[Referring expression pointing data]
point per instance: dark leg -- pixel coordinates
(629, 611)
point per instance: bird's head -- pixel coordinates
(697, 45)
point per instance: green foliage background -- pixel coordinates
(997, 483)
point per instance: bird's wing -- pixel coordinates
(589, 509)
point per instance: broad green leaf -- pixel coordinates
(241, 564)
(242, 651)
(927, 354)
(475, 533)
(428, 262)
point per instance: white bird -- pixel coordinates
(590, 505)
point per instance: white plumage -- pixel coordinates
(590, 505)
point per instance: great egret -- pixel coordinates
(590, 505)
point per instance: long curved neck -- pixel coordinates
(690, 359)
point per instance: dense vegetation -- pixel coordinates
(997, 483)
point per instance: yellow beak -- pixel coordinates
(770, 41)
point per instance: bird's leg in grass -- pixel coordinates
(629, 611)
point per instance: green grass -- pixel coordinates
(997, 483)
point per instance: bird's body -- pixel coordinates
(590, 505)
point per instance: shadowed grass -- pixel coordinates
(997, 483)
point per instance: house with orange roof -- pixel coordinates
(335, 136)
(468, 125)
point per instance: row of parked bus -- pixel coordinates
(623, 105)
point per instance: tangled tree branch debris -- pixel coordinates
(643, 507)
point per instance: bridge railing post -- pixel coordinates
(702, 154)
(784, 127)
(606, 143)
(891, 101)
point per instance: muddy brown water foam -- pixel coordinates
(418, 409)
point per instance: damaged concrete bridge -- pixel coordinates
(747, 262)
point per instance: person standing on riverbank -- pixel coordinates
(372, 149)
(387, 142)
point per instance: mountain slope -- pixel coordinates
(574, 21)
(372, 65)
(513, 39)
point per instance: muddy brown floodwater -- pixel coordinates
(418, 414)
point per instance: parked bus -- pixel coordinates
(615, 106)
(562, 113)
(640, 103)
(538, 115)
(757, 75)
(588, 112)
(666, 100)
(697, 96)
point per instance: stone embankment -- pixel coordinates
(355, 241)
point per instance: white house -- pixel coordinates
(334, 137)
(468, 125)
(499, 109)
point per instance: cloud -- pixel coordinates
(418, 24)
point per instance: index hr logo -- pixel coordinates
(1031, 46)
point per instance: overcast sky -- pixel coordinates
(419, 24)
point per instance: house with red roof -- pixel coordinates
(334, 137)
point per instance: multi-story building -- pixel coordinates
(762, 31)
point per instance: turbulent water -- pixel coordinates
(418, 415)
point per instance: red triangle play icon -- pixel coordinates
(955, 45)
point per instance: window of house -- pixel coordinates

#### [Exercise brief]
Set down nothing but the lines from the one with "point per instance: overcast" through the end of the records, keeping each line exactly as written and including both ends.

#### [Solution for this task]
point per instance: overcast sky -- pixel coordinates
(419, 24)
point per instance: house with red roof -- pixel coordinates
(334, 137)
point per instance: multi-story building -- pixel coordinates
(762, 31)
point per instance: turbulent water -- pixel coordinates
(418, 415)
point per instance: red triangle play icon -- pixel coordinates
(955, 45)
point per instance: window of house -- pixel coordinates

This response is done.